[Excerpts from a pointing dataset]
==*==

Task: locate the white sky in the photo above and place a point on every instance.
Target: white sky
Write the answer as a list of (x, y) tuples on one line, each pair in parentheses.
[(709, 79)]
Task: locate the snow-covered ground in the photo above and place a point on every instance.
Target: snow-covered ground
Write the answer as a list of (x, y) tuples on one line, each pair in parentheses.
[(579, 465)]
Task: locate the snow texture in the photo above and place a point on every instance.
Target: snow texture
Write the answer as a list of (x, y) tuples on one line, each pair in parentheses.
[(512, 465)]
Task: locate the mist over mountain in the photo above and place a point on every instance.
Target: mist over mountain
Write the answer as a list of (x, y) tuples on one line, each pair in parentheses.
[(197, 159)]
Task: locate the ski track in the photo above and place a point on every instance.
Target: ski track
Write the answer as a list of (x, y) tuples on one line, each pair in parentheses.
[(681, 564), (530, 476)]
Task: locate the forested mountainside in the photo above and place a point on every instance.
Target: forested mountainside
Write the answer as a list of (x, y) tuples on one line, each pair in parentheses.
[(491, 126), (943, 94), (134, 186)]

==*==

● **Given problem**
Rewrite the listing above with each "Target" changed to "Label" and nothing else altered.

● **Answer to this exercise**
Task: locate the white sky in the photo above and place a point on every instance.
Label: white sky
Write the answer as a list of (x, y) tuples on one line, each pair in parentheses.
[(709, 79)]
Task: locate the snow-covered ground in the photo above and place a point on every instance.
Label: snow-covered ground
Write the answer as a list of (x, y) tuples on one line, each pair in parentheses.
[(579, 465)]
Task: locate the snow texture in the photo above and place a point on every instance.
Label: snow texture
Write the answer as a list of (x, y) tuples on one line, each pair in parentheses.
[(512, 465)]
Task: locate the mist over mountain in the photo above and place a point on every instance.
Label: mist over mountain
Write the answer as a list of (x, y) tuples on one line, each pair in parentheses.
[(197, 159)]
Task: locate the ski track in the photo above and place a point on every instance.
Label: ski track
Write the answer as a list of (x, y) tuples on one line, each pair in parentheses.
[(681, 564), (530, 476)]
Task: locate the forested mountainside in the photo above and place a point on every instance.
Label: forested mountainside
Write the answer as a list of (x, y) tuples on one line, each pair in parentheses.
[(491, 126), (943, 94), (134, 186)]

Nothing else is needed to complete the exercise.